§ **Problem statement**: Copy the records from the start through the line that contains "50], [170, 41]]", substituting "second glass jar" for "third glass jar" and changing nothing else.
[Start of Recorded data]
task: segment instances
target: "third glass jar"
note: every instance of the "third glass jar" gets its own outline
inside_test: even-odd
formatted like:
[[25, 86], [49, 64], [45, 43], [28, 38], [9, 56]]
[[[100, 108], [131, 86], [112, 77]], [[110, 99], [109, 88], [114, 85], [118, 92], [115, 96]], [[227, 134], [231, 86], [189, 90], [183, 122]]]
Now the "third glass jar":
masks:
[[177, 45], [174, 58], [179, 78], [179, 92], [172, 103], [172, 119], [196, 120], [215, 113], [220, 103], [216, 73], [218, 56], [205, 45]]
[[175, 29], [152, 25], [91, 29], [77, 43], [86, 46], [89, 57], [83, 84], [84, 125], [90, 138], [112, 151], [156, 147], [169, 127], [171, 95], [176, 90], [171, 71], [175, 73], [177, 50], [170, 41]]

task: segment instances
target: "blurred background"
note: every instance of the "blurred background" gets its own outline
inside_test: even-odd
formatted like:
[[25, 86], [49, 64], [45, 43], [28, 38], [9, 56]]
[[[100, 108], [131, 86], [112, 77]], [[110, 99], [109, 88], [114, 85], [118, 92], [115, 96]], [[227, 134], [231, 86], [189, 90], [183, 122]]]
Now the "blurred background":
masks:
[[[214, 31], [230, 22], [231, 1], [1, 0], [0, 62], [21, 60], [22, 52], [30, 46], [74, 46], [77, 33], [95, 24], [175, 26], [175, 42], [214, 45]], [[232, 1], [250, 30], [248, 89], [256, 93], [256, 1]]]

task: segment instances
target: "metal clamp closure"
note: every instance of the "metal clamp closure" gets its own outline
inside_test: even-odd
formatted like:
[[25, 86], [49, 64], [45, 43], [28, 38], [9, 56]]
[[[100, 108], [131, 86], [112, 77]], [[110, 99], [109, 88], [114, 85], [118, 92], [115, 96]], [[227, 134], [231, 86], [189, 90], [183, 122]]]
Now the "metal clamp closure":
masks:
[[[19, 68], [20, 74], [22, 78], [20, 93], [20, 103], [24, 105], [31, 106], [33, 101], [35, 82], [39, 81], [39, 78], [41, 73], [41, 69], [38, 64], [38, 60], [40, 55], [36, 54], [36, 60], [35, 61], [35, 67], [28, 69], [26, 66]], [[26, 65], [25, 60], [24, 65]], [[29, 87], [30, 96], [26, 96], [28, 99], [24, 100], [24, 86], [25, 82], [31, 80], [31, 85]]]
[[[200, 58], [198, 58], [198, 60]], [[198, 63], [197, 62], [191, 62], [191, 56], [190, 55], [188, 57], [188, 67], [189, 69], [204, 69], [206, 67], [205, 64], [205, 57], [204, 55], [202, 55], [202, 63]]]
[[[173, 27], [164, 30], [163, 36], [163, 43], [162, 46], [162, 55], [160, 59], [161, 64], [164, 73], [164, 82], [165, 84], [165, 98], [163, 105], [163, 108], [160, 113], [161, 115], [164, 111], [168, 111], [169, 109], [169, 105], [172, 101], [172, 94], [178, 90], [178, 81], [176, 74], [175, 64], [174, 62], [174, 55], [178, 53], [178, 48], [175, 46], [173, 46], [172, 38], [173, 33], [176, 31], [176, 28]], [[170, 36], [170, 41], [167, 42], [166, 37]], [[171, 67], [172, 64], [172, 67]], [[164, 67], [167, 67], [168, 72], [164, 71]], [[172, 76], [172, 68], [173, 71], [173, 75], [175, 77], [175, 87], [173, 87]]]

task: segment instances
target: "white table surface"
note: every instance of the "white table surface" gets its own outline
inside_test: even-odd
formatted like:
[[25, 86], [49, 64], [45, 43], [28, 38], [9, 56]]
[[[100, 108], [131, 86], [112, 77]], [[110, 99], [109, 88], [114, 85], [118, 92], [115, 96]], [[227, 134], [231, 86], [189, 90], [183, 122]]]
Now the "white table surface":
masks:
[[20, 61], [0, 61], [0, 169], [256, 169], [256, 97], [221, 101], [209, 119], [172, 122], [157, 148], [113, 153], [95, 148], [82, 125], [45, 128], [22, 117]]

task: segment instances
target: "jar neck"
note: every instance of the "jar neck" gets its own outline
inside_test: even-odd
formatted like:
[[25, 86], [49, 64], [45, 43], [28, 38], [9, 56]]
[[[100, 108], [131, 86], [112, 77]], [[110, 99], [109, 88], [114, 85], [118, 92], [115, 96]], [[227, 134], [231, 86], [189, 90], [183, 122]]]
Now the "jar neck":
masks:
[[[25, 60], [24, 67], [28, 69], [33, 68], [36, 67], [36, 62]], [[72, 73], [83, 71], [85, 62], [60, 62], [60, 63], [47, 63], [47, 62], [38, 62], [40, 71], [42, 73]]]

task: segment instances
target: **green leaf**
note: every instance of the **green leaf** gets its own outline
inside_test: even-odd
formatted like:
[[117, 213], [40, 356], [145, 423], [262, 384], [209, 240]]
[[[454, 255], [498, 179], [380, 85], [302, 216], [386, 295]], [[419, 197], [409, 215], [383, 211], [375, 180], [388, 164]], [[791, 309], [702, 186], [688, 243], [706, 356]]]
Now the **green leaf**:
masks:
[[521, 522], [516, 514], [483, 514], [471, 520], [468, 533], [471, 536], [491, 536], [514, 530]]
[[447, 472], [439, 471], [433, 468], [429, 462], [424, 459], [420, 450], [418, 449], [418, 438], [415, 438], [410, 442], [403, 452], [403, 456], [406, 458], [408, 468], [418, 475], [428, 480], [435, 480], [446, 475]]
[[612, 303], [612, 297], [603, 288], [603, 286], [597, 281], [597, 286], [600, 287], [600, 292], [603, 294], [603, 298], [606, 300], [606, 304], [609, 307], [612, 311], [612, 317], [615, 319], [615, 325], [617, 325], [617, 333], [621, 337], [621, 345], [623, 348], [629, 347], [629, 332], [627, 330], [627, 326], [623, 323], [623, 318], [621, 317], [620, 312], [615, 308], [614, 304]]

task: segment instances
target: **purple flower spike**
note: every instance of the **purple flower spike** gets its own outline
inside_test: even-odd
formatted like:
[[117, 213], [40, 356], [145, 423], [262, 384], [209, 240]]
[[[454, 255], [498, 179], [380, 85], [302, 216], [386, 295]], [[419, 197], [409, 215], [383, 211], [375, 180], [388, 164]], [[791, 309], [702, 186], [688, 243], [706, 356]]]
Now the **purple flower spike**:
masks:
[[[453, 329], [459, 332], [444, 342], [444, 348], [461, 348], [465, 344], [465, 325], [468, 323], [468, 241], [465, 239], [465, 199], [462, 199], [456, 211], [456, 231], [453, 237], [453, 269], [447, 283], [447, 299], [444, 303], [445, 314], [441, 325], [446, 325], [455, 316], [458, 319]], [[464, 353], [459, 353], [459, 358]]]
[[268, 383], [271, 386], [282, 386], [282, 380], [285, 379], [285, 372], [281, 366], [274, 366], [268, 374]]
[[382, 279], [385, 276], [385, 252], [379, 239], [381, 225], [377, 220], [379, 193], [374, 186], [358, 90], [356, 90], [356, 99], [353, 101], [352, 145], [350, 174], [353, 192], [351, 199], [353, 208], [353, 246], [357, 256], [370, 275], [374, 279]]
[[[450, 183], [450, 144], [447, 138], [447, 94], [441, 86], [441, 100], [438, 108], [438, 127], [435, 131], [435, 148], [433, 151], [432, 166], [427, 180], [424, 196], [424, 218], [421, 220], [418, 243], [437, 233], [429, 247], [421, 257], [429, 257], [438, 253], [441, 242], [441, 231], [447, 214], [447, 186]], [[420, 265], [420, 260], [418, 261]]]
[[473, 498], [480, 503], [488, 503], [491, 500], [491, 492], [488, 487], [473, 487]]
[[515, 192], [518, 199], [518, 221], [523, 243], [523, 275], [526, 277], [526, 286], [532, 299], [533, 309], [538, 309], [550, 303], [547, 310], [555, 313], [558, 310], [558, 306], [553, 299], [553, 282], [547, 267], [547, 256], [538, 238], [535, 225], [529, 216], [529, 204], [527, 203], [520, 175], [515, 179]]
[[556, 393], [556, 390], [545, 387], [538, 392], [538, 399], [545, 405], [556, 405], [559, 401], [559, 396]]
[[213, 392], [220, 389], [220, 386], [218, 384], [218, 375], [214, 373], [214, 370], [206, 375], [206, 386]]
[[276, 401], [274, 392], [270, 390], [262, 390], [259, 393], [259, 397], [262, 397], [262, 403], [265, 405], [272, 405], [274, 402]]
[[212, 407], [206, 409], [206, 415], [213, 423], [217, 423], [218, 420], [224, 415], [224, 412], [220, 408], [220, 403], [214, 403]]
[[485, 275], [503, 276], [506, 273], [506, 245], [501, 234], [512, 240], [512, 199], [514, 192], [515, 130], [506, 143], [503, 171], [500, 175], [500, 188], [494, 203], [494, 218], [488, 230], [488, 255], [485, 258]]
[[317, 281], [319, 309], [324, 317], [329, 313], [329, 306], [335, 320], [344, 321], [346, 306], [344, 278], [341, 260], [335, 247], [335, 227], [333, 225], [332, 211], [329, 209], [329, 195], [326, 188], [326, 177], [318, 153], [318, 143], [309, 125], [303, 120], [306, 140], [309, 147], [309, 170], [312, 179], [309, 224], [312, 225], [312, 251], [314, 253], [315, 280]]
[End of Recorded data]
§ **Answer to this exercise**:
task: segment instances
target: "second glass jar"
note: every instance of the "second glass jar" gets its own outline
inside_test: even-odd
formatted like:
[[25, 86], [49, 64], [45, 43], [28, 38], [9, 56]]
[[[100, 108], [131, 86], [112, 77]], [[110, 99], [109, 88], [114, 85], [118, 92], [115, 96]], [[227, 134], [231, 86], [189, 90], [183, 122]]]
Now the "second glass jar":
masks:
[[177, 45], [174, 58], [179, 78], [179, 92], [172, 103], [172, 119], [196, 120], [215, 113], [220, 103], [216, 73], [218, 56], [205, 45]]
[[175, 29], [152, 25], [91, 29], [77, 43], [86, 46], [89, 57], [83, 84], [84, 125], [90, 138], [112, 151], [156, 147], [169, 127], [171, 95], [176, 90], [171, 71], [175, 73], [177, 50], [170, 41]]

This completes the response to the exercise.